■ **Exercise passage**
◆ ◆ ◆ ◆ ◆ ◆ ◆

Editor's Note:  In response to a post about "Submodalities as only a tool"
 
Reality and Perception

After reading this post - NO! While reading this post, I, in my own mind, began coming up with words that described my opinion on the subject of submodalities. Well. . . with the keyboard at my fingertips. . . I just couldn't resist! . . .

. . .And it kinda reminds me of a story. . . Who was it? . . . Christopher Columbus -- who discovered what was already here, or was it? When we chunk the structure of our subject experience down into pieces we then need a way of describing what it is we wind up with. The notion of modalities, visual, auditory, kinesthetic and vestibular, is a useful one. We can agree to use these words to describe different functions of our neurology.

Next, in order to better describe what occurs inside of each of these modalities, again we chunk down into the smaller pieces, the sub parts, or the sub-modalities. Which leaves me with the understanding that submodalities aren't the tools or techniques of change, but the very elements of subjective experience we are using the tools/techniques to change.

◆ ◆ ◆ ◆ ◆ ◆ ◆

■ **Your goal**
Continue the reflection on submodalities above, picking up right after its last sentence.

■ **Supplied information**
◆ ◆ ◆ ◆ ◆ ◆ ◆

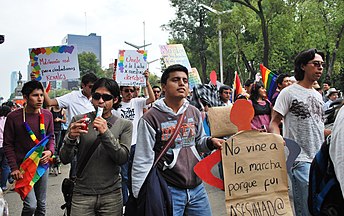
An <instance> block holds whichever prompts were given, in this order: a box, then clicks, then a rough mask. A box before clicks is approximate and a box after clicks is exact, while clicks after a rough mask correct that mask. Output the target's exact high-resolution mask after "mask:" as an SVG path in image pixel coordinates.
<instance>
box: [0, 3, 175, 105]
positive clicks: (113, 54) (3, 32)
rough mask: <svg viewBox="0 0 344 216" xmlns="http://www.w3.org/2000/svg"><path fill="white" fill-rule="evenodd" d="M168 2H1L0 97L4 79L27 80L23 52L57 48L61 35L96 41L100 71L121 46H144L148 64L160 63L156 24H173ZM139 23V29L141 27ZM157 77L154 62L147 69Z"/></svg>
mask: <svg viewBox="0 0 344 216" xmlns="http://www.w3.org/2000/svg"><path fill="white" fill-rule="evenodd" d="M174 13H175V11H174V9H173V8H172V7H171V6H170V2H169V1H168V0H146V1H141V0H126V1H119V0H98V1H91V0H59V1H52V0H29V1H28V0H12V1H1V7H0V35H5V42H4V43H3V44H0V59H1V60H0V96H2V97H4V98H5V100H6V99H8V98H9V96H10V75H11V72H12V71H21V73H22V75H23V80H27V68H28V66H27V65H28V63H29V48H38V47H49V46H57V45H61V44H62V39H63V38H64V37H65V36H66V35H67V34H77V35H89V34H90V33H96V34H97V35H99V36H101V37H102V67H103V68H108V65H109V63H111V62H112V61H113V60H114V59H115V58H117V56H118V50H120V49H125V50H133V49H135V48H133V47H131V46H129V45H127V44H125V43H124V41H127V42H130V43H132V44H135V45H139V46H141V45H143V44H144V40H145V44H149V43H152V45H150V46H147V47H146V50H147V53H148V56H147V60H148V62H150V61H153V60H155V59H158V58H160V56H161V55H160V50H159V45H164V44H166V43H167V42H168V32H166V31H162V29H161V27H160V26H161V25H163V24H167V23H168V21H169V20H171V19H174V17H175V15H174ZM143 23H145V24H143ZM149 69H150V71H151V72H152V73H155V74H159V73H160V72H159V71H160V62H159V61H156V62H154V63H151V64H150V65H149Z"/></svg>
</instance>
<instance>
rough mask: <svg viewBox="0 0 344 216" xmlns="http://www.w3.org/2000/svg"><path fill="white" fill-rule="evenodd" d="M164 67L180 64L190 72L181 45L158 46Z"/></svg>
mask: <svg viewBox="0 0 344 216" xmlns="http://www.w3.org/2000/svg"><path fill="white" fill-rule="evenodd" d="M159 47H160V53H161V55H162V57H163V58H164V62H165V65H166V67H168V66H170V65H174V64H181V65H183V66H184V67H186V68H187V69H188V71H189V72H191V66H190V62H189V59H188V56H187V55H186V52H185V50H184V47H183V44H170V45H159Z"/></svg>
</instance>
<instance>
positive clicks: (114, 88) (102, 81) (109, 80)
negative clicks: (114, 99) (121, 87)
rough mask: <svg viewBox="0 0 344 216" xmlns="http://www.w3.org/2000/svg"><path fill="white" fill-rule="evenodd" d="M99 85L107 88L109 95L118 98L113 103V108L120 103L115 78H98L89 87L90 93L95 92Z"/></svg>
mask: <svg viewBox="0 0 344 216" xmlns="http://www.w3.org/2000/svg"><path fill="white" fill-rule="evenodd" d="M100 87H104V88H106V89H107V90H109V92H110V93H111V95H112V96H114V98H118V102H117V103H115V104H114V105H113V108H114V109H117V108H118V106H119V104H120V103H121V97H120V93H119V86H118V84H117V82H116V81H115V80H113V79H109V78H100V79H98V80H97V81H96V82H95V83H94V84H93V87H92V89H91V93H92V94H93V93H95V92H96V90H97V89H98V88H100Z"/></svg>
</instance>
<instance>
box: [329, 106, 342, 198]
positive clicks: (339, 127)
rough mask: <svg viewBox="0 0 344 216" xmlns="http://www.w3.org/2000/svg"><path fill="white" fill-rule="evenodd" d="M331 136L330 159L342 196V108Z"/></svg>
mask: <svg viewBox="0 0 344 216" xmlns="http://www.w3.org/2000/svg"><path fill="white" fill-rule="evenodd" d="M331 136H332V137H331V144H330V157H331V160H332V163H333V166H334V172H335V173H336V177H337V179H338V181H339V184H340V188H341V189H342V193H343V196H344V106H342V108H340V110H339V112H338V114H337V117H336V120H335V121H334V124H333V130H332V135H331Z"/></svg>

◆ ◆ ◆ ◆ ◆ ◆ ◆

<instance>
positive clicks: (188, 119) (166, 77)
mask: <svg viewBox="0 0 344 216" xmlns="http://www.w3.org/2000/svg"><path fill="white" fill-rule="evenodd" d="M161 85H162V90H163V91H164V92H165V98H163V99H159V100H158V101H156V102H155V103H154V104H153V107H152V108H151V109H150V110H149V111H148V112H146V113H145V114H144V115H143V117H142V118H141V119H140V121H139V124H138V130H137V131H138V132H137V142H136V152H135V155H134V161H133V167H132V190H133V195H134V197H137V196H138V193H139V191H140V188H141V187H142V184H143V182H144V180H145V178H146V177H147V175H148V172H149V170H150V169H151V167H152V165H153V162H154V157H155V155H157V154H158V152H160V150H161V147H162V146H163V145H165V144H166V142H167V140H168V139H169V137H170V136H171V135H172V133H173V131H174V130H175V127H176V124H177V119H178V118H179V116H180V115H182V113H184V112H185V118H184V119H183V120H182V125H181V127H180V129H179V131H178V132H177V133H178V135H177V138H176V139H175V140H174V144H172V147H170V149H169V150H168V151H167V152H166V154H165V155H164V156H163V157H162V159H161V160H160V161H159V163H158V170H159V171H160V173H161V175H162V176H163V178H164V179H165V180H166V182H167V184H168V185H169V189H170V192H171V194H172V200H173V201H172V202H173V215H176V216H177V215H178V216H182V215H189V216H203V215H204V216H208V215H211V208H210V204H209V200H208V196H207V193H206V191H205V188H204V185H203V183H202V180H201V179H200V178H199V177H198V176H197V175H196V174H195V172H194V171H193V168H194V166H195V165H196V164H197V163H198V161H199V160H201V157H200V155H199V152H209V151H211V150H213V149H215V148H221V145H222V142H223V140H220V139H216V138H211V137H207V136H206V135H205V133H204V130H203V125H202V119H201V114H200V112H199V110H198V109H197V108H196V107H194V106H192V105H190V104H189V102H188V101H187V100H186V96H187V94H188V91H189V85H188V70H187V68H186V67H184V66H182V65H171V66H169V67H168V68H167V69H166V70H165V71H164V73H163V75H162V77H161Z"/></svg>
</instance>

◆ ◆ ◆ ◆ ◆ ◆ ◆

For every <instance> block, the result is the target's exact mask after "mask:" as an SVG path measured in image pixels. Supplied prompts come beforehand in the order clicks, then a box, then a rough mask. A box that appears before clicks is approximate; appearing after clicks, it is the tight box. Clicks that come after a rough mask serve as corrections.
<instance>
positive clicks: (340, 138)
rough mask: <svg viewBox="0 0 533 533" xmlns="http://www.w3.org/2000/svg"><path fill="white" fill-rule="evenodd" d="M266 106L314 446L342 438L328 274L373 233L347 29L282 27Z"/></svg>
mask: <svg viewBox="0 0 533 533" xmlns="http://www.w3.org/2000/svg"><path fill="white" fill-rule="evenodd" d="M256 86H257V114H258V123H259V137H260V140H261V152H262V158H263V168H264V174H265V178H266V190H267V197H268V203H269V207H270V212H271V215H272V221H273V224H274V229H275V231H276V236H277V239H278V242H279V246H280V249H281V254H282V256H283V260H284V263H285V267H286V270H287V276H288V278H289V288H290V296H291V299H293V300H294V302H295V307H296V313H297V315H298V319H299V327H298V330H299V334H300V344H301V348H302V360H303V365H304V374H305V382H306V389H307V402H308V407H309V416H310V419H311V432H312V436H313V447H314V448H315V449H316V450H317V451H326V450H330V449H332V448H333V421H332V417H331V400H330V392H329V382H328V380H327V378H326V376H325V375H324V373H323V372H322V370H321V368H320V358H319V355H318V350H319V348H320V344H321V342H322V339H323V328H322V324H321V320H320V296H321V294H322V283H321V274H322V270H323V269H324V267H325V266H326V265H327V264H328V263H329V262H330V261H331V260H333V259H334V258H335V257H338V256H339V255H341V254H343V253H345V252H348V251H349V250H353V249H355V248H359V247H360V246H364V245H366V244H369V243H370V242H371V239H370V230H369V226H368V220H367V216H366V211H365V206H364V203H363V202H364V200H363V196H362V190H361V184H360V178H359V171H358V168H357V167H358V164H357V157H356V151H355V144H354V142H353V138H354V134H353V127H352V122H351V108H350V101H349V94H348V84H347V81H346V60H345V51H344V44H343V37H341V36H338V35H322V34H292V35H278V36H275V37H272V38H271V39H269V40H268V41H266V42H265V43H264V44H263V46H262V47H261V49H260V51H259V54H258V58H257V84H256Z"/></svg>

◆ ◆ ◆ ◆ ◆ ◆ ◆

■ **Final answer**
When we engage in the activity of communication, we are in effect affecting the submodalities of the person we are communication with. It doesn't matter what TOOL you use, or what TECHNIQUE you pull out of your bag, the end result is the same. At some level, in usually more than one modality (representational system), changes will occur within the coding of the submodalities of the individual you are using the tools with. In fact, it might even be safe to say that all change occurs at the level of submodalities.

The other day, I was having a discussion with an individual who was interested in learning the activity we call NLP. He had acquired the foolish notion that in NLP we change people by changing reality. I told him that I like to think of it differently, that people don't necessarily act in accordance with "reality" as much as they do on there own individual perception of "reality". And that although the map may be the territory in effect -- the map isn't really the territory. That you make sense of the world through your own neurology, which you represent to yourself through the different modalities (representational systems) you have come to believe you have. And when you engage in the activity of using the art of NLP you are changing your PERCEPTION, the way you code the meaning OF REALITY, and that this re-coding takes place on a submodality level -- what we have come to call the submodalities.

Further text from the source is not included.